- REQUIRED WORK:
A - List the four numbered steps that the live-migration logging text gives for enabling libvirt debug logging.
B - According to the live-migration logging text, what will /var/log/libvirt/qemu/instance.log provide?

- SOURCE TEXT:
*****

If possible to perform the live-migration test again, some log files
that can be useful:

  - Sanitized Nova debug logs (preferably contextual on the source and
    destination hosts): compute.log, conductor.log, scheduler.log
 
  - /var/log/libvirt/qemu/instance.log -- For both compute nodes involved. 
    This will give us the QEMU CLI that's being used by libvirt

    If the test can be repeated, it'll be useful to enable debug logging
    for libvirt on the Compute nodes involved. As libvirt is the
    component that's doing the heavy lifting under the hood. These
    logs gives us detailed interactions between libvirt and QEMU on
    source and destination Compute nodes. To enable:

     1. In /etc/libvirt/libvirtd.conf, have these two config attributes:

        . . .
        log_level = 1
        log_outputs="1:file:/var/tmp/libvirtd.log"
        . . .

       NOTE: Do *not* forget to turn off this debugging control once the
       test is finished -- it continues to log heavily and might fill up
       the disk space, otherwise.
  
     2. Restart libvirtd:

        $ systemctl restart libvirtd

     3. Repeat your test.

     4. Capture the libvirt logs and attach them as plain text to the
        bug.

*****

- RAW DATA:
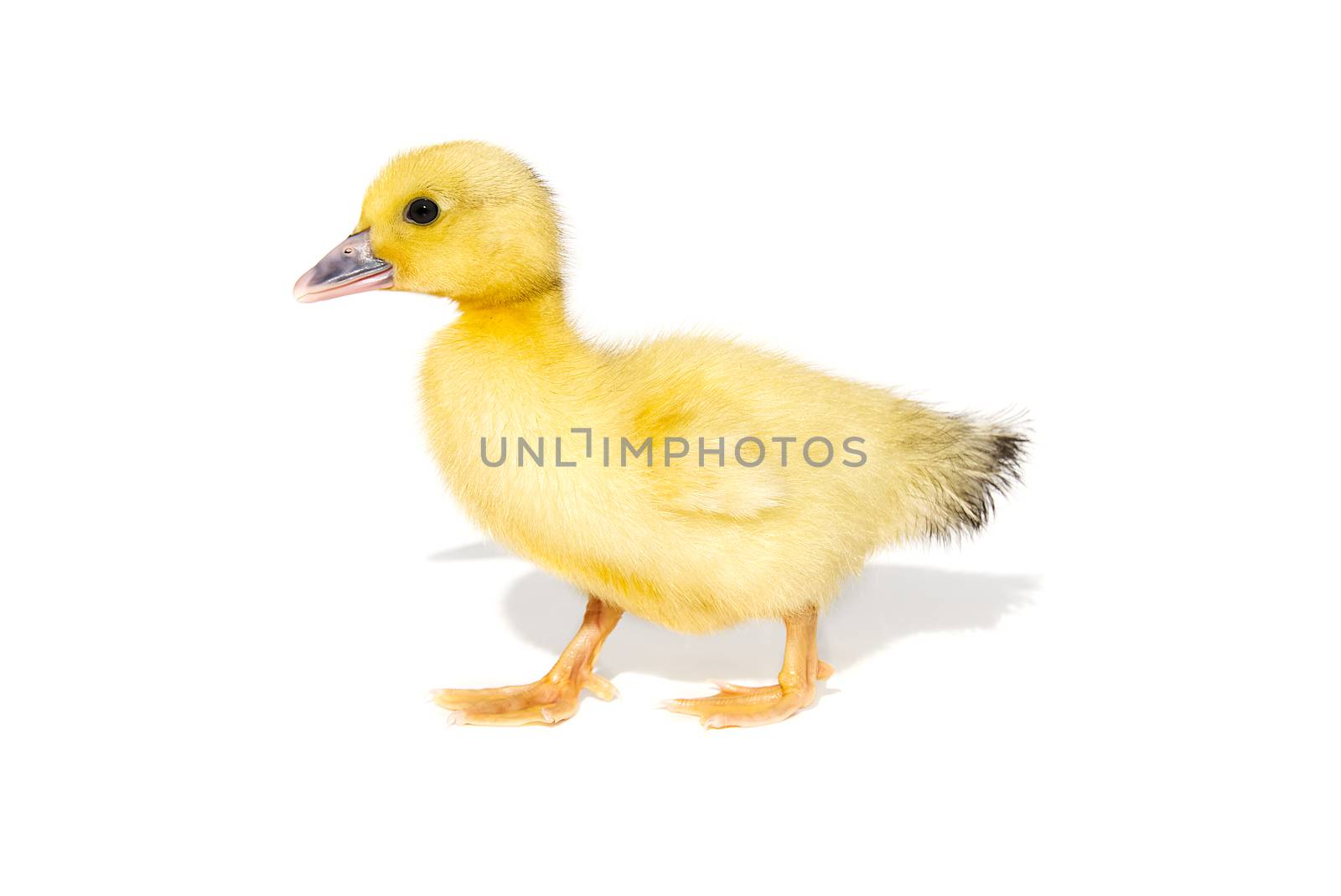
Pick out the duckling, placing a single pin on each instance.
(694, 482)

*****

- EXPECTED RESULTS:
A -
1. In /etc/libvirt/libvirtd.conf, have these two config attributes: log_level = 1 and log_outputs="1:file:/var/tmp/libvirtd.log"
2. Restart libvirtd: $ systemctl restart libvirtd
3. Repeat your test.
4. Capture the libvirt logs and attach them as plain text to the bug.

B - The QEMU CLI that's being used by libvirt.